_SELECCIÓN_
'''
Aunque no está bien hablar de uno mismo, necesito presentarme como un viejo que luchó de joven contra la dictadura franquista. Uno de los episodios más serios de mi vida se dio un día en que conducía un coche con el capó lleno de propaganda “subversiva”, que había ido a recoger a una parroquia donde parecía casi seguro e inminente un registro policial. Precisamente ese día me paró la policía (por haber pisado una raya contínua). Tuve la suerte de poder escaparme con sonrisas y me quedé pensando que, de haberme descubierto, aquello hubiese supuesto la cárcel no solo para mí sino para otras gentes muy queridas. Y sé que esa suerte que tuve yo, no la tuvieron muchos otros.
Desde aquí quisiera decirles que, cuando les oímos hoy a ustedes, muchas gentes pensamos que (al menos en este campo de lo legislativo) no es eso aquello para lo que luchábamos antaño. Y me surge a veces la clásica pregunta del refrán de si “para este viaje se necesitaban aquellas alforjas…”.
A las Cortes franquistas las definían entonces con una frase bíblica (del Apocalipsis): “cuatro animales que dicen Amén…”. Hoy pensamos algunos que a nuestros parlamentos se los puede definir como “cuatro animales que se desprecian, se insultan y cometen faltas de educación”. Me recuerdan un episodio de mi infancia cuando un profesor nos decía que en clase no teníamos que pelearnos: “a pelearse después, al patio”. Y muchas veces cuando les oigo a ustedes me vienen ganas de decirles lo mismo: “si quieren pelearse, después en el patio”.
Porque esas peleas suyas, además de maleducadas son inútiles: antes del discurso de cualquier político ya saben todos los oyentes lo que votarán después. Creo que aún no se ha dado ni un solo caso en el que un congresista cambiase de opinión ante el discurso escuchado. No me negarán que entonces lo mejor sería suprimir esos discursos y entrar directamente a las votaciones: el resultado sería el mismo y nos ahorraríamos esos espectáculos bochornosos que nos dan ustedes (y a lo mejor eso hasta permitiría bajar considerablemente el sueldo de muchos parlamentarios y dedicar ese dinero a fines más sociales).
'''
_INFORMACIÓN PROPORCIONADA_
'''
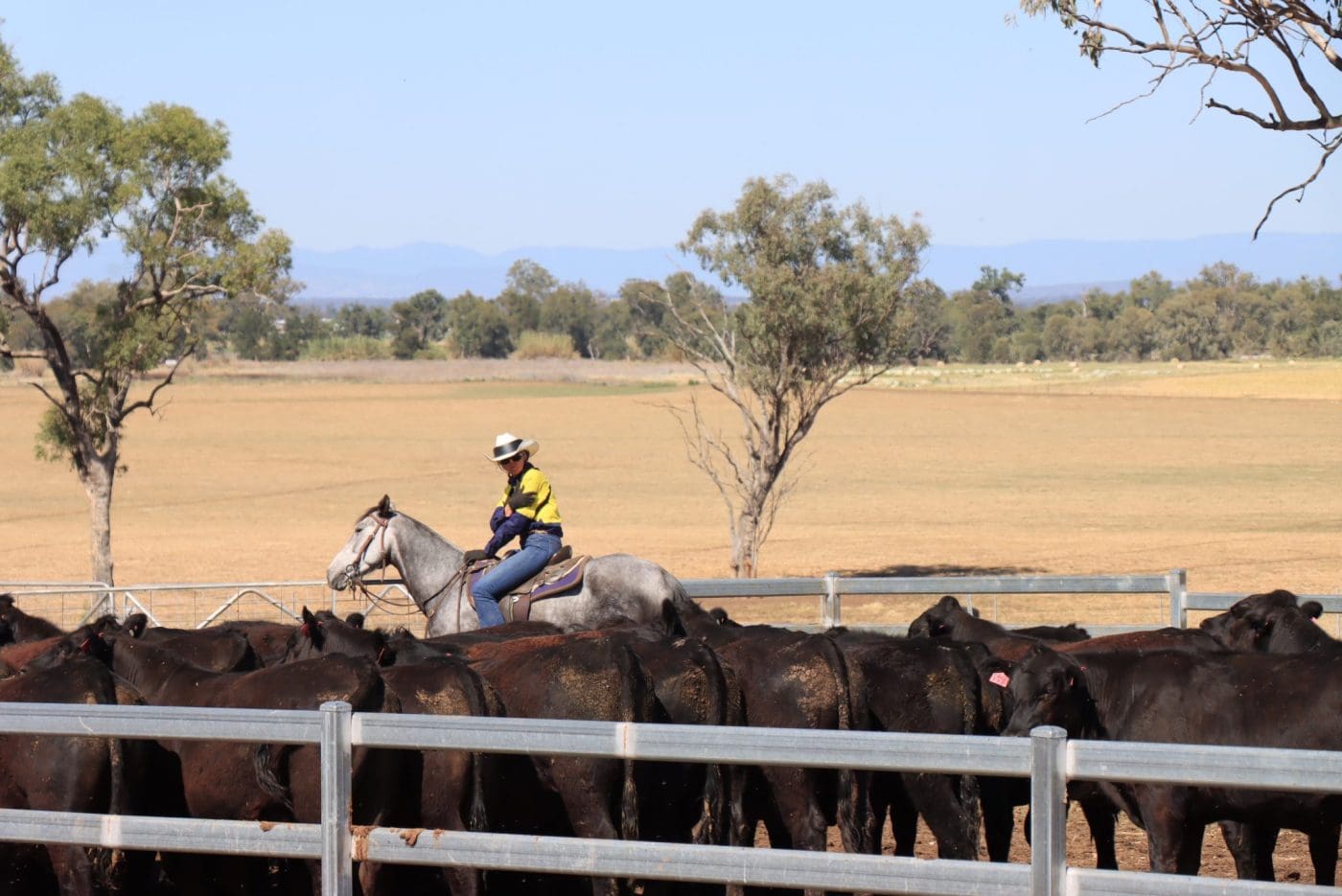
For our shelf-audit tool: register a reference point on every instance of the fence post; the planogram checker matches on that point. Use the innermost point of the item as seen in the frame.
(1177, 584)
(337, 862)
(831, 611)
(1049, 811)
'''
'''
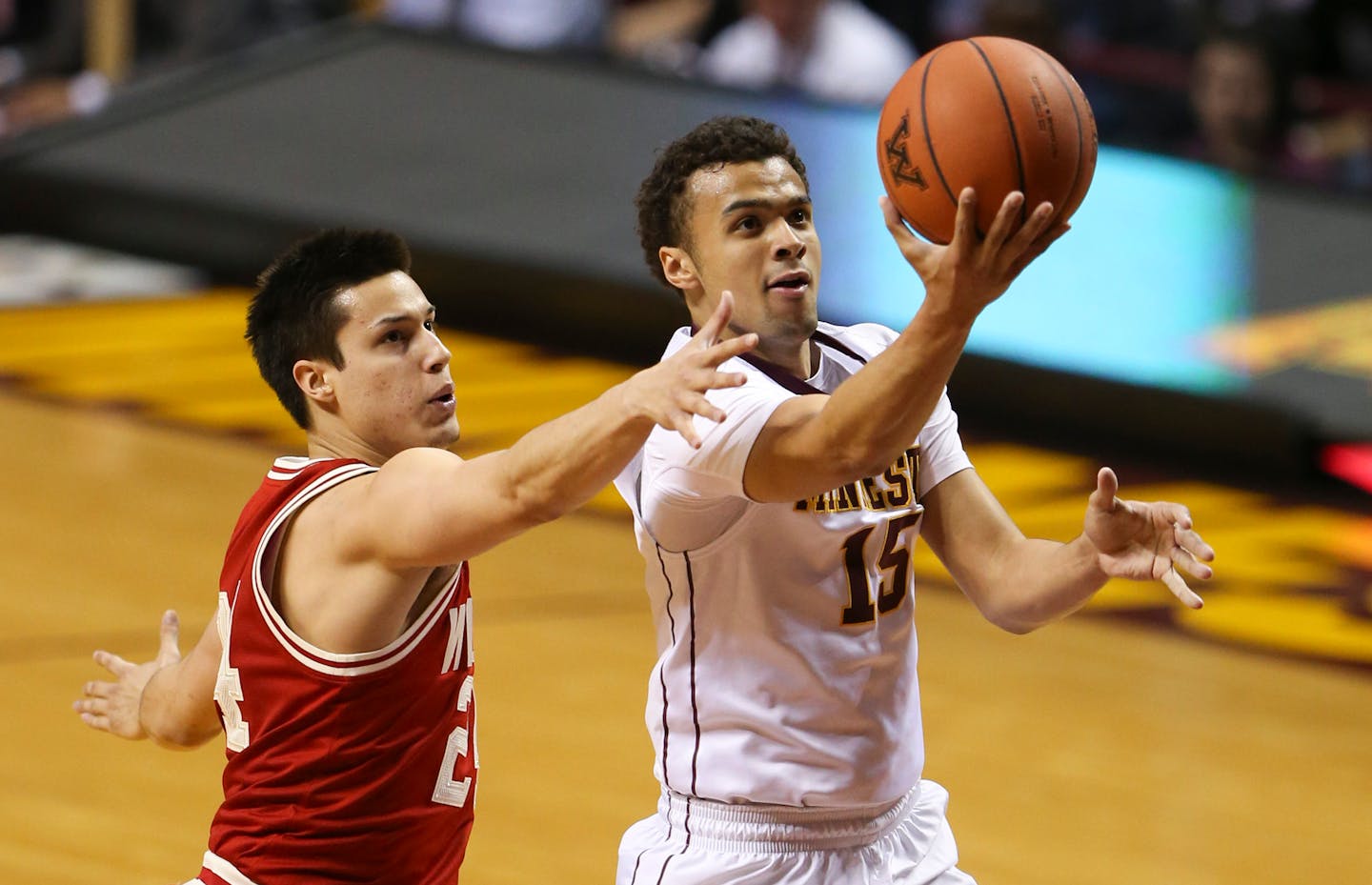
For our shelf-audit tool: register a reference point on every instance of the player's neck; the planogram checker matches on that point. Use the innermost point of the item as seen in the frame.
'''
_REQUISITO 1_
Transcribe sin cambios, del listado, el tramo que empieza en la línea que contiene "of the fence" y termina en la línea que contiene "(1049, 811)", ambas incluidas.
_REQUISITO 2_
Retoma la selección sobre los discursos parlamentarios y prosíguela a partir de su última frase.
La selección y el listado proceden de fuentes distintas.

_RESPUESTA 1_
For our shelf-audit tool: register a reference point on every instance of the fence post; the planogram checker matches on that point. Use the innermost point of the item as seen in the frame.
(1177, 584)
(337, 862)
(831, 611)
(1049, 811)

_RESPUESTA 2_
Franco intentó justificar su dictadura diciendo que los españoles “no estamos preparados para la democracia”. Y algunos de ustedes parece que se empeñan en darle la razón en ese modo de argumentar. El único programa que algunos de ustedes parecen tener, en uno y otro lado, es aquel de “váyase señor Fulano”. Luego ya, parece que todo irá bien, no por lo que hagamos sino porque lo hacemos nosotros..
Una vez oímos con gusto decir a un político: “yo no quiero derrotar a fulano con descalificaciones sino con argumentos”. ¡Hombre qué bien! Pero desde entonces no ha dado ni un argumento y ha preferido volver a los insultos y ataques personales. Y no percibe ese buen hombre que a lo mejor la gente acabara pensando: quizá se ha dado cuenta de que no había argumentos y no le ha quedado más salida que recurrir a los insultos…
Y lo peor es que todo eso no ocurre en momentos de bonanza, sino en horas históricas muy difíciles. Varios sociólogos explican que todos somos víctimas de un sistema que nos obliga a hacer lo contrario de lo que pensamos: y así, gentes de convicciones ecologistas se comportan de la manera más antiecológica; como gentes que presumen de valores sociales se comportan de manera antisocial. Y eso no por incoherencias personales sino porque somos víctimas del sistema[1].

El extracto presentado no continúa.